INSTRUCTIONS TO FOLLOW –
Identify and copy every line of the data below that contains the word "white".

━━━━━━━━

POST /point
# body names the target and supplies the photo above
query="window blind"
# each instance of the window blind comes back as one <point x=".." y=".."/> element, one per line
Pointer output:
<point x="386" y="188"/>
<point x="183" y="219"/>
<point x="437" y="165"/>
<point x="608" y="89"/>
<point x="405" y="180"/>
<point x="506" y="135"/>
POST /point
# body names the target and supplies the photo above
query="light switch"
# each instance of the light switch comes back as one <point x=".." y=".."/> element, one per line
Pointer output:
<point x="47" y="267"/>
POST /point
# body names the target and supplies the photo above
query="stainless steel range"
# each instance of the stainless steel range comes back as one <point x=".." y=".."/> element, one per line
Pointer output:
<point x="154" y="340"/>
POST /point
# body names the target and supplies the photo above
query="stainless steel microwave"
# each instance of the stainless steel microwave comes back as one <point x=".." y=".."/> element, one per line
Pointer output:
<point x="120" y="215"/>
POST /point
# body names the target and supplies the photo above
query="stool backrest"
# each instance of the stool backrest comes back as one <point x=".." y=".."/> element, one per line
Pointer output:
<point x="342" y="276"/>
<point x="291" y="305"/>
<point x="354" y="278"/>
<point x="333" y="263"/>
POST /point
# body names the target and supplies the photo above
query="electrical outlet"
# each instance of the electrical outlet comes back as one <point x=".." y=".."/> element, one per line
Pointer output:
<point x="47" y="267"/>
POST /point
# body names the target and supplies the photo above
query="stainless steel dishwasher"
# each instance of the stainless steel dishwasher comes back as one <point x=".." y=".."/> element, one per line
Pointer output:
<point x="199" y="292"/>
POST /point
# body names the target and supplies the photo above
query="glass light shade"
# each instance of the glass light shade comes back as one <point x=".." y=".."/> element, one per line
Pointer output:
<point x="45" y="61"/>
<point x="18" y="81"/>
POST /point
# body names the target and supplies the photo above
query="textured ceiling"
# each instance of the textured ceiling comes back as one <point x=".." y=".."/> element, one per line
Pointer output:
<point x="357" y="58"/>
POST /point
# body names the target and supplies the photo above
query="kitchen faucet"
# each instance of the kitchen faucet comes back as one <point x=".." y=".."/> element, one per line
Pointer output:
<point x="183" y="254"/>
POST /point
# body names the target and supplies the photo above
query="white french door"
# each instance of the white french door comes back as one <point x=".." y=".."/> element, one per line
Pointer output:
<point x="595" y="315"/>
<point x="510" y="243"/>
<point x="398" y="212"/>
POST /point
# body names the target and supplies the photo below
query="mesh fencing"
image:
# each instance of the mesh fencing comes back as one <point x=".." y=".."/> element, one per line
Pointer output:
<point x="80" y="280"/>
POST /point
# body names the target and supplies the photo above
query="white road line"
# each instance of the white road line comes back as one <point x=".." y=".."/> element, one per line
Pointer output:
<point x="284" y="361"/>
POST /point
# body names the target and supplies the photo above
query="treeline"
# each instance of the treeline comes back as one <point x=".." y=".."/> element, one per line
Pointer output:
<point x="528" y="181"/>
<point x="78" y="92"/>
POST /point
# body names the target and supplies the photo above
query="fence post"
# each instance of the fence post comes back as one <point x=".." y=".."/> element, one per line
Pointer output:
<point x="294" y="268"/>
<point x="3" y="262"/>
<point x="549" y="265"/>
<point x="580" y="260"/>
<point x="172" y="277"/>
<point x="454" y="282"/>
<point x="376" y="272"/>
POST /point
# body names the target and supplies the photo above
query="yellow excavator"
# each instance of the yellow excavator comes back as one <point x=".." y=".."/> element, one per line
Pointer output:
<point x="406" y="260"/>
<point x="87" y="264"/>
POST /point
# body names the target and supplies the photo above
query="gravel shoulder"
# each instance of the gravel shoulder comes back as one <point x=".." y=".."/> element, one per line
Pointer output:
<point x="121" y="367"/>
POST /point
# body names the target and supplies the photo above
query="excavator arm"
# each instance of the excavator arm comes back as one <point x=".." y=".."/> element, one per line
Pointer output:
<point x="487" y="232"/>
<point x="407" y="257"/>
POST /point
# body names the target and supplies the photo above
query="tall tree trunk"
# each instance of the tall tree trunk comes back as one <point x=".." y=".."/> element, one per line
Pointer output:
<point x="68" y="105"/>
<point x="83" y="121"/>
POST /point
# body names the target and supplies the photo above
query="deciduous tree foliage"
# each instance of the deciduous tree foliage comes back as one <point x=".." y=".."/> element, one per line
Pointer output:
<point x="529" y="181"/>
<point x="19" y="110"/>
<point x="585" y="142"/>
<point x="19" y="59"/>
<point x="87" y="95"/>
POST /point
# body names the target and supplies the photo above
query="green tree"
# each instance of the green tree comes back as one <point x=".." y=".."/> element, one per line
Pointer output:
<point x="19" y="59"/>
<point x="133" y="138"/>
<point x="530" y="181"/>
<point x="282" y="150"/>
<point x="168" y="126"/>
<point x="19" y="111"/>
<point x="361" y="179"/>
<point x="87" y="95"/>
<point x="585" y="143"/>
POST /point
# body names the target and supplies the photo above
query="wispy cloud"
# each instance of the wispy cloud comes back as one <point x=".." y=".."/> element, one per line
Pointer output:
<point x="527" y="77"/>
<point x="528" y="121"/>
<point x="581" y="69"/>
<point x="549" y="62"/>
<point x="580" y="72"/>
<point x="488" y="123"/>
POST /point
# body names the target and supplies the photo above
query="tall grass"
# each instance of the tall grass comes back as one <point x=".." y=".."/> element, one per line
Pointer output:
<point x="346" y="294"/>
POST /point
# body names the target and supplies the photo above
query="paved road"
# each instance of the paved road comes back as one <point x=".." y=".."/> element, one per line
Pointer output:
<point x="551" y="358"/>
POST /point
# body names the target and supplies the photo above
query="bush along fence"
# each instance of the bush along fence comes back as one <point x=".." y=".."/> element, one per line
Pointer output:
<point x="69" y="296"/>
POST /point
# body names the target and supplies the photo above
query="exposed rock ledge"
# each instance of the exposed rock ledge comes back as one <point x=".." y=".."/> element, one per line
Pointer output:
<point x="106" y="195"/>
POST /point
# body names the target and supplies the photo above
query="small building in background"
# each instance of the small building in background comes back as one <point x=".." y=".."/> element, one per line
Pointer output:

━━━━━━━━

TASK SOLUTION –
query="white french door"
# each instance of the white french door comes back as one <point x=".." y=".."/> element, one per line
query="white road line"
# each instance of the white road line comes back as one <point x=".." y=".."/> element, one per line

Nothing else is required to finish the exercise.